Task to carry out:
From the line that contains "Target: wooden utility pole" to the final line of the entries, return every line exactly and leave out all others.

=== Section Start ===

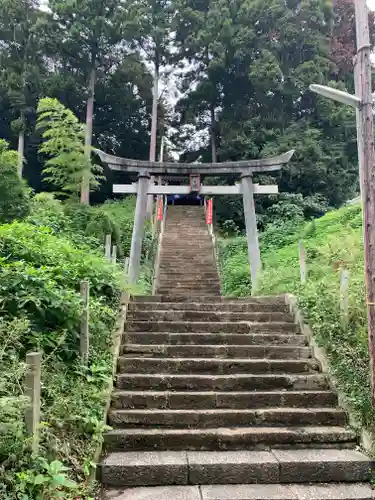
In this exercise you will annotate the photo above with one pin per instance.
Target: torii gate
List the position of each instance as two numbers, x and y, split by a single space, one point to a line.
245 169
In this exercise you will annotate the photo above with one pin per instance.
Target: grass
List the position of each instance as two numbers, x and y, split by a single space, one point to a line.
40 309
332 242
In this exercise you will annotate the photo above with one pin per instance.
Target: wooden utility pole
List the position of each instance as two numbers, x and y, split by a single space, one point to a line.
362 101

=== Section End ===

Exercise output:
Target: wooden utility pole
List the position of each instance as two numbers, x and y, split by a single space, one point to a line.
362 101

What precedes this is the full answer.